Everything in the data should be repeated exactly, save for the images.

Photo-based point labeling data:
— start —

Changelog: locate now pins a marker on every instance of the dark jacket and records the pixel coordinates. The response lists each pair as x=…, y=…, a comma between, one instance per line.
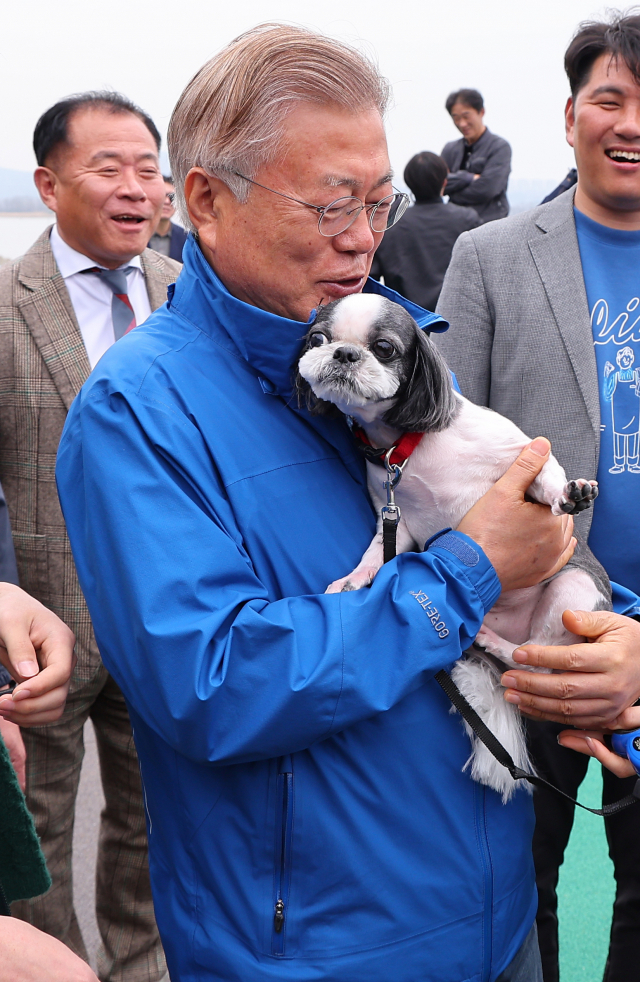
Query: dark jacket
x=414, y=254
x=178, y=239
x=23, y=872
x=491, y=157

— end —

**Solution**
Changelog: locate now pins a marker on every instance of the dark jacket and records the pixel coordinates. The response lists each pair as x=…, y=…, a comma between, one instance per line.
Query: dark jacket
x=414, y=254
x=178, y=239
x=23, y=872
x=491, y=157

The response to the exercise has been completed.